> [Набор заданий]
(a) Переведите на английский язык предложение из текста о национализме и глобализации: «Так, несомненно, что некоторые нации в силу ряда обстоятельств получили определенные выгоды от глобализации».
(b) Какие страны текст о национализме и глобализации приводит в пример существующих агентов влияния международной политики?
(c) Продолжите текст о национализме и глобализации с того места, где он обрывается.

> [Исследуемый текст]
-=-=-=-=-
Последний момент особенно значим в контексте, когда националисты пытаются выстроить собственную политическую программу, отрицая тезис о сомнительности значения национализма в актуальной международной политике. В действительности несложно редуцировать существующих агентов влияния этой политики (например, страны «большой восьмерки») до тех или иных «наций», однако с подобным же успехом революции можно было приписывать деятельности неких орденов или салонов. Так, несомненно, что некоторые нации в силу ряда обстоятельств получили определенные выгоды от глобализации. Однако, что более важно, эта глобализация не только не управляется именно этими нациями (поскольку ее логика предполагает конструирование наций в качестве разве что звеньев мировой «капиталистической системы» — например, в качестве потребителей национального колорита), но и нации, самое интересное, не управляют кодом этих прибылей. Иначе говоря, именно эти в достаточной мере денационализованные процессы определяют, что есть «социальное благо» как таковое — и, как несложно заметить, код такого блага безразличен к представлениям «наций» о собственных интересах. Именно тот факт, что мы давно живем внутри такого абстрактного кода, не позволяет самим националистам поставить в должной мере вопрос — а действительно ли благо, полученное победителями, является именно «благом» для их «наций», а не для чего-то другого? Грубая аналогия: два наркомана могут оценивать преимущества и выгоды положений друг друга по тому, сколько именно наркотиков они могут достать в день и насколько для них это легко, насколько надежны их поставщики и т. д. В своем «жизненном мире» наркоман может страстно завидовать своему более «удачливому» сопернику, предполагая — часто с основанием — что тот провел некие мероприятия, махинации, чтобы закрепить свое положение. Но сам код «выигрышей» и потерь задается не этими субъектами-наркоманами, а тем процессом, в результате которого они наркоманами как раз стали и который они — теперь — в принципе контролировать не могут. Именно невозможность определять код этого «блага» национальными интересами открывает ограниченность влияния самой логики последних, показывая, что все они функционируют в одном достаточно бедном по своим структурным принципам поле.
-=-=-=-=-
> [Перечень данных]
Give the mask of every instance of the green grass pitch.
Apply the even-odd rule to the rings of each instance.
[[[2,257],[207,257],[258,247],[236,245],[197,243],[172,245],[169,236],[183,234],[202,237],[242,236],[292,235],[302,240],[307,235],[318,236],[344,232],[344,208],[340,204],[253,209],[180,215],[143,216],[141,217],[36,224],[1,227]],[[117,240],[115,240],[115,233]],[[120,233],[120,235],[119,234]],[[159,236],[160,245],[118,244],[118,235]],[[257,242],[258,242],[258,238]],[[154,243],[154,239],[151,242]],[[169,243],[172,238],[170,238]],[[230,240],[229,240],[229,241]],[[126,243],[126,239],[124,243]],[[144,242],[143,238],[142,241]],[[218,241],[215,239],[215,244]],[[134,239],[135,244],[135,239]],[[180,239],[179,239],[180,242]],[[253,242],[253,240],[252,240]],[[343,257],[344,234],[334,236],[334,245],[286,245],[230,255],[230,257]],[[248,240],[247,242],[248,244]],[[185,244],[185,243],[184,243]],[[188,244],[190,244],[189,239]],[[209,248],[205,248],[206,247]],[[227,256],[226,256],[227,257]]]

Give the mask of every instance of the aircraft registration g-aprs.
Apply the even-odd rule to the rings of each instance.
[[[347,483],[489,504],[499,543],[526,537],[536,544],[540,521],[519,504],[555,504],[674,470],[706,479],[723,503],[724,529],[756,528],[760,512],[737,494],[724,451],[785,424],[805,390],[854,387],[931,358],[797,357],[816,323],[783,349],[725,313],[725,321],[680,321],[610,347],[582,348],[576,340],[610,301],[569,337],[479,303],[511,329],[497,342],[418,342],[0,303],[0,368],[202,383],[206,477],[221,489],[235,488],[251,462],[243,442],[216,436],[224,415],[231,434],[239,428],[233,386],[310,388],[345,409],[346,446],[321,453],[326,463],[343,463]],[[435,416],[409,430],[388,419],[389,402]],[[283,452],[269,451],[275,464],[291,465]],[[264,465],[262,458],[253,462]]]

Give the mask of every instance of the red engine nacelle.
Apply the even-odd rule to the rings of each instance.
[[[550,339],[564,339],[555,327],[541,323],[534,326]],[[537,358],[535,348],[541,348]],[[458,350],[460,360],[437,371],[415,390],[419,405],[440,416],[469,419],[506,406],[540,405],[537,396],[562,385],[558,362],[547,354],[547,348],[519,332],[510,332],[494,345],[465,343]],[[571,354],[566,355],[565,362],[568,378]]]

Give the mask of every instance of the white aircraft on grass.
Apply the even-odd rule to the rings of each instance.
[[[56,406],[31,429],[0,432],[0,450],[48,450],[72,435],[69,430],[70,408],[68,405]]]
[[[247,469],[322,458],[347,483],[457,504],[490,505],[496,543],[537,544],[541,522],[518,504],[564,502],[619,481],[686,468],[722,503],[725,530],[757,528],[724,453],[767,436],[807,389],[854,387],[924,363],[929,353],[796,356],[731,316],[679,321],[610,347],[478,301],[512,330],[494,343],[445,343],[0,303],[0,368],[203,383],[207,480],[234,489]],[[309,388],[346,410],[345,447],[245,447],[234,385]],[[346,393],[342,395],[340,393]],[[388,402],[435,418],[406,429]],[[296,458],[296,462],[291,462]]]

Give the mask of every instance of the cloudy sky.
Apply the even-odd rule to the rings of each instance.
-=-=-=-=-
> [Ответы по заданиям]
(a) Thus, it is undoubtedly the case that some nations, owing to a number of circumstances, have gained certain benefits from globalization.

(b) Страны «большой восьмерки».

(c)
Национализм, хотя он и не может пойти на деструкцию себя в качестве folk theory (то есть заведомо неадекватной теории конструирования некоей общности людей, которые сами не знают, почему они стали жить вместе именно так, а не иначе) — впрочем, как любая иная политическая сила, — его расширение возможно за счет критического воздействия на актуальный политический код — как это, например, могло бы иметь место в случае глобализации и противодействия как победе либерализма, так и леворадикальной революции. В подобном варианте национализм мог бы пойти на собственную инструментализацию, но уже совсем иную, то есть на превращение в «критический национализм», который использует собственные ресурсы для расширения, критики и деструкции оппозиций, однозначно задающих поле современной более или менее публичной политики. При этом национализм — за счет актуализации проблем «политического решения» — способен акцентировать сложности стандартной институционализированной и формализованной политики, но только в том случае, если такое «решение» не носит сакрального характера. Наибольшая проблема заключается в том, что подобный способ инструментализации не был освоен национализмом, а присущие ему практики формирования субъектов-националистов представляют для нее значительные затруднения.